»»
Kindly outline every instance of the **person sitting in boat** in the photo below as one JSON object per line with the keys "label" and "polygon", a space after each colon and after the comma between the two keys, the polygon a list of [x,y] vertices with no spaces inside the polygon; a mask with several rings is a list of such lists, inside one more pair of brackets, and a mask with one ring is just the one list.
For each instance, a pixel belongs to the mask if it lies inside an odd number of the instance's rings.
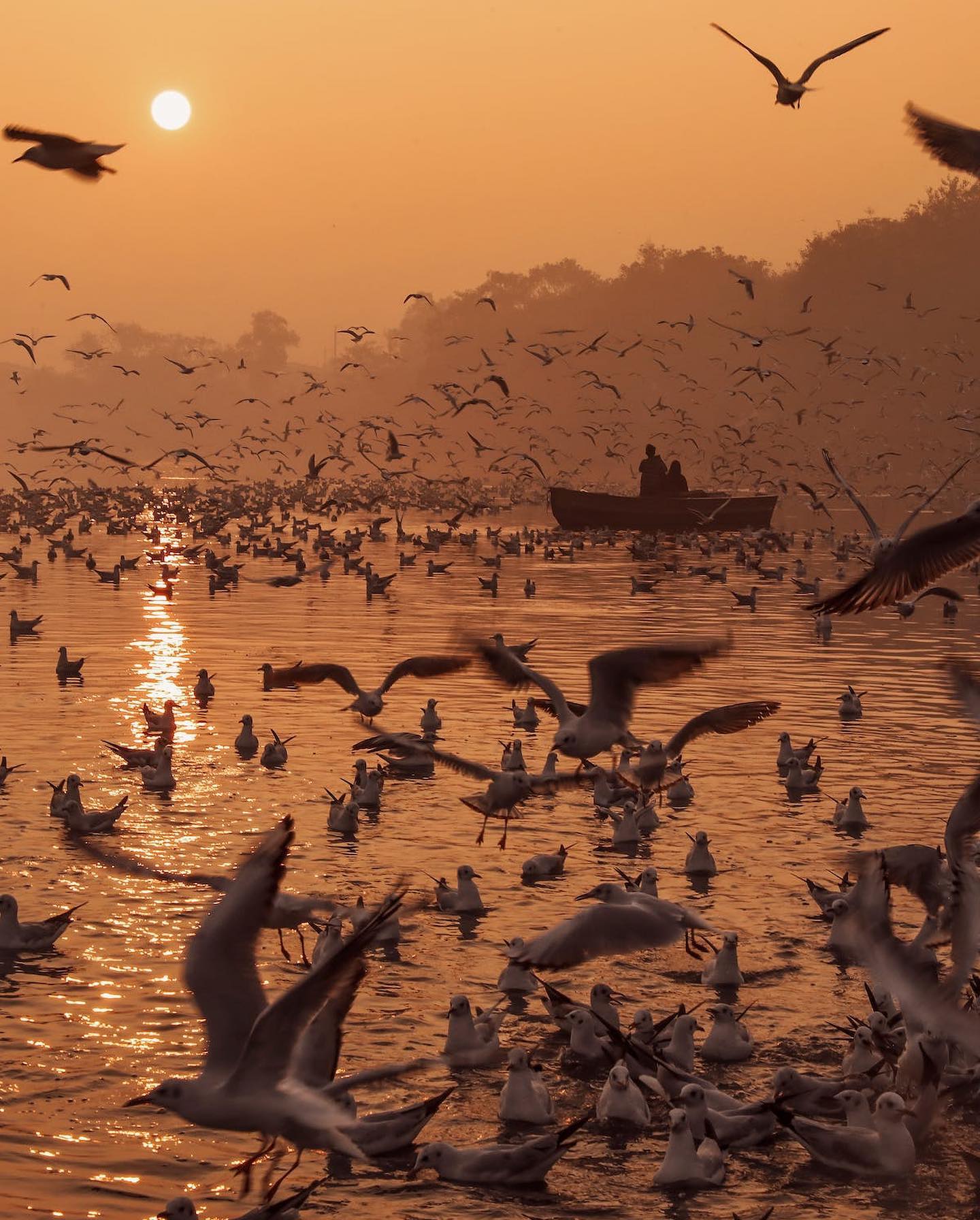
{"label": "person sitting in boat", "polygon": [[687,479],[684,477],[684,471],[680,468],[680,462],[676,458],[670,462],[670,468],[667,471],[663,490],[666,495],[686,495],[689,492]]}
{"label": "person sitting in boat", "polygon": [[667,466],[656,445],[646,447],[646,458],[640,462],[640,495],[659,495],[667,479]]}

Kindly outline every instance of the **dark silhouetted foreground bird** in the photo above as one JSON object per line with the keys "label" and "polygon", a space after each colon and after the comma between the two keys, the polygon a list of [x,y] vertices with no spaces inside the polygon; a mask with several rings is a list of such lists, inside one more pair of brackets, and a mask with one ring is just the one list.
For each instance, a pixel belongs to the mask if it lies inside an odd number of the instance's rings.
{"label": "dark silhouetted foreground bird", "polygon": [[725,38],[730,38],[733,43],[737,43],[739,46],[748,51],[753,60],[758,60],[764,68],[768,68],[773,73],[776,83],[778,106],[795,106],[797,110],[800,109],[800,101],[803,94],[807,93],[807,81],[809,81],[822,63],[826,63],[828,60],[836,60],[839,55],[845,55],[847,51],[853,51],[853,49],[856,46],[861,46],[862,43],[870,43],[873,38],[878,38],[880,34],[886,34],[891,28],[885,26],[882,29],[873,29],[870,34],[862,34],[861,38],[856,38],[851,43],[845,43],[843,46],[837,46],[833,51],[828,51],[826,55],[822,55],[819,59],[814,60],[798,81],[790,81],[780,72],[772,60],[767,60],[764,55],[759,55],[759,52],[753,51],[751,46],[746,46],[740,38],[736,38],[734,34],[729,34],[729,32],[723,29],[717,22],[712,22],[712,26],[719,34],[724,34]]}
{"label": "dark silhouetted foreground bird", "polygon": [[980,131],[926,113],[911,101],[906,102],[906,117],[912,134],[937,161],[980,176]]}
{"label": "dark silhouetted foreground bird", "polygon": [[15,161],[33,161],[43,170],[68,170],[83,178],[98,179],[100,174],[115,173],[99,157],[124,148],[122,144],[93,144],[90,140],[72,139],[71,135],[32,132],[26,127],[5,127],[4,135],[9,140],[26,140],[32,145],[27,152],[15,157]]}

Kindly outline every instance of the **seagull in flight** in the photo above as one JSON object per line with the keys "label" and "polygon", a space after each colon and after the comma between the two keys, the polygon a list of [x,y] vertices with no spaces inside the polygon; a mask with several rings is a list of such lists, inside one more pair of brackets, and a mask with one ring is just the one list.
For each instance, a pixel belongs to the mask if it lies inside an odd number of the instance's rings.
««
Aim - Arrange every line of the material above as a numbered list, skipping blank lines and leaving out the pictures.

Expected answer -
1. Kindly outline every instance of the **person sitting in boat** in the photo below as one JSON object per line with the keys "label" and "polygon", a space after each colon and after the comma between the two keys, the polygon a list of [x,y] vertices with no spaces inside the polygon; a mask with several rings is a list of such lists, inside one more pair of brackets, and a mask with one ring is just the one list.
2. For each instance, a pixel belongs to the mask if it lies inside an odd number of the instance's rings.
3. {"label": "person sitting in boat", "polygon": [[687,479],[684,477],[684,471],[680,468],[680,462],[676,458],[670,462],[670,468],[667,471],[663,490],[666,495],[686,495],[689,492]]}
4. {"label": "person sitting in boat", "polygon": [[667,466],[656,445],[646,447],[646,458],[640,462],[640,495],[659,495],[667,479]]}
5. Kindly outline every instance of the **dark silhouetted foreground bird** in the photo above as one JSON object per line with the keys "label" and "polygon", a space after each colon and after the comma between the two keys, the polygon a list of [x,y] vertices with no spaces inside the polygon; a mask with several rings is a list of such lists, inside one more pair of brackets, and a mask with one ring is just the one list.
6. For each instance, a pixel belongs to the mask if it lies inside an odd number of the instance's rings.
7. {"label": "dark silhouetted foreground bird", "polygon": [[725,38],[730,38],[733,43],[737,43],[739,46],[748,51],[753,60],[758,60],[764,68],[768,68],[773,73],[776,83],[778,106],[795,106],[797,110],[800,109],[800,101],[803,94],[807,93],[807,81],[809,81],[822,63],[826,63],[828,60],[836,60],[839,55],[845,55],[847,51],[853,51],[853,49],[856,46],[861,46],[862,43],[870,43],[873,38],[878,38],[880,34],[886,34],[891,28],[885,26],[882,29],[873,29],[870,34],[862,34],[861,38],[856,38],[851,43],[845,43],[843,46],[837,46],[833,51],[828,51],[826,55],[822,55],[819,59],[814,60],[798,81],[790,81],[780,72],[772,60],[767,60],[764,55],[759,55],[759,52],[753,51],[751,46],[746,46],[740,38],[736,38],[734,34],[729,34],[729,32],[723,29],[717,22],[712,22],[712,26],[719,34],[724,34]]}
8. {"label": "dark silhouetted foreground bird", "polygon": [[980,131],[926,113],[911,101],[906,102],[906,117],[912,134],[937,161],[980,176]]}
9. {"label": "dark silhouetted foreground bird", "polygon": [[15,161],[33,161],[43,170],[68,170],[83,178],[98,179],[100,174],[115,173],[99,157],[124,148],[122,144],[93,144],[90,140],[72,139],[71,135],[32,132],[26,127],[5,127],[4,135],[9,140],[26,140],[32,145],[27,152],[15,157]]}
10. Kindly outline every instance of the **seagull in flight** in the photo above as one JSON object per line with the keys "label" and "polygon", a space after each colon and after the comma between the two keys, the polygon a list of [x,y] vertices with no spaces inside the polygon; a mask with several rings is a list of such lists, inside one more pair of brackets, and a mask with one ring is just the one list.
11. For each instance, a pixel belongs to the mask if it lies inside an odd number of the instance's rings.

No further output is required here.